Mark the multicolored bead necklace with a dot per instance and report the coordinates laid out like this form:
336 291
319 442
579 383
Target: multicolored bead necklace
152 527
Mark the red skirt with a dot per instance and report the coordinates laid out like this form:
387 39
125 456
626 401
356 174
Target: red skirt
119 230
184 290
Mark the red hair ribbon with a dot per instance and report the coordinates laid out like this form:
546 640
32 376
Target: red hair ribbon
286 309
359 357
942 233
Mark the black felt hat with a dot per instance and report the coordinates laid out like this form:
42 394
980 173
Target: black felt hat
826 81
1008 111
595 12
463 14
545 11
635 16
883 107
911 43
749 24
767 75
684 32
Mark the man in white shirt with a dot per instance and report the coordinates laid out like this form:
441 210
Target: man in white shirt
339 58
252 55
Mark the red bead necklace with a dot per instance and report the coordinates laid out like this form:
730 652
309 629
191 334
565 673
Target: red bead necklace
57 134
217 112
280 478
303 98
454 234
_ _ _ _
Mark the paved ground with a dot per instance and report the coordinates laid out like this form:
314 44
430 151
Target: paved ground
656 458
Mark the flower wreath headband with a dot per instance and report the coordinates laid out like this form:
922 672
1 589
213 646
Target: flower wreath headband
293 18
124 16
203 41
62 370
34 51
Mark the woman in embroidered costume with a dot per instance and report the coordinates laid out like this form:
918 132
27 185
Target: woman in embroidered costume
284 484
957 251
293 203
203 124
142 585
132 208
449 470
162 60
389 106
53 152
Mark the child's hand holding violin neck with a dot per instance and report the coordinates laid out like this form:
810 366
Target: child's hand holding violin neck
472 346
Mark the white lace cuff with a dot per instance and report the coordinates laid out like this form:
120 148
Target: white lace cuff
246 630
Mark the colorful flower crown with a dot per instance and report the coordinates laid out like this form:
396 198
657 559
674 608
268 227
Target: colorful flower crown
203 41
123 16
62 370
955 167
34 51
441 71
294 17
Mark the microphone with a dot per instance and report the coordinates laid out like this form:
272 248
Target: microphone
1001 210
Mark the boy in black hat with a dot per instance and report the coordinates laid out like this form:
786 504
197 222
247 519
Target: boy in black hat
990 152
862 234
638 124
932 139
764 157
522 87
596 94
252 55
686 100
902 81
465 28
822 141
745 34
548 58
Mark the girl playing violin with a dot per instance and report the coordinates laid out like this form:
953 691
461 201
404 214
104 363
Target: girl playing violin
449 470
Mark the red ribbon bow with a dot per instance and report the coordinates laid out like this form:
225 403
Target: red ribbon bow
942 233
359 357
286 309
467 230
_ _ _ _
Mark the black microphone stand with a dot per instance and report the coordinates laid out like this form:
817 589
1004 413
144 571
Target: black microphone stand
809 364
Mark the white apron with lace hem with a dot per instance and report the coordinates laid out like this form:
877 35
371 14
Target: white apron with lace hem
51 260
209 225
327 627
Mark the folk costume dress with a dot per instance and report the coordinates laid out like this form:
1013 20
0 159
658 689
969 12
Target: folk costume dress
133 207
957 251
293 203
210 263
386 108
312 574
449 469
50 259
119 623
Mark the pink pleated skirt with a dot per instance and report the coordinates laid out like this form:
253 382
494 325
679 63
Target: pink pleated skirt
_ _ _ _
GIVEN REQUEST | Swap "pink" for "yellow" in the data, starting with the line that contains "Mark the pink" and going on through the line that contains "Target: pink pleated skirt". Give those lines back with nothing else changed.

WRITTEN RESPONSE |
Mark the yellow pleated skirt with a dot per instance and report the coordinates laid out like this form:
253 382
494 325
679 63
Target: yellow pleated skirt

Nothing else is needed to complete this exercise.